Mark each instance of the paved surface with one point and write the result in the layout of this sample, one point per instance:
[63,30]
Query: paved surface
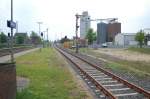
[7,57]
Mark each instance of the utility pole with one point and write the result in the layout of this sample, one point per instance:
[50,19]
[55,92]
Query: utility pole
[11,38]
[77,18]
[47,38]
[40,27]
[40,30]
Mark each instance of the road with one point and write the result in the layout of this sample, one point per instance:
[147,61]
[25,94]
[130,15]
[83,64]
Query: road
[6,58]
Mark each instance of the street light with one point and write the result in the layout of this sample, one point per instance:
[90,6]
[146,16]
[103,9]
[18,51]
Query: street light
[77,26]
[40,30]
[11,38]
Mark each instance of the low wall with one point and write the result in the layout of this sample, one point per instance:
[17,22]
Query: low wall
[7,81]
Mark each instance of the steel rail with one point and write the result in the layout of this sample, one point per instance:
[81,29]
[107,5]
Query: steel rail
[125,82]
[98,85]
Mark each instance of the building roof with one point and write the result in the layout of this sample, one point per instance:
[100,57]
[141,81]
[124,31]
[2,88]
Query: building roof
[126,34]
[20,34]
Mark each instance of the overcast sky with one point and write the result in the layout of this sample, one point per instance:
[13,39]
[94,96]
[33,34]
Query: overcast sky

--

Copy the listing above word for word, from the line containing "Mark each instance of the low" up to and including the last line of the listing.

Mark each instance of the low wall with one point and write the result in the layout of this sample, one point per instance:
[17,22]
Query: low wall
[7,81]
Mark each instance of the steel rail with one point and write the result in the layout of this sample, one point per instance:
[81,29]
[107,5]
Query: steel rail
[125,82]
[98,85]
Mark each instance of the building roof with one point and write the result in the layout of this sample, one point per instance:
[100,57]
[141,81]
[124,31]
[2,88]
Query: building roof
[126,34]
[20,34]
Mark each instance of the overcast sky with one point and write the result in the layout of this sample, one point per instance:
[13,39]
[94,96]
[33,34]
Query: overcast sky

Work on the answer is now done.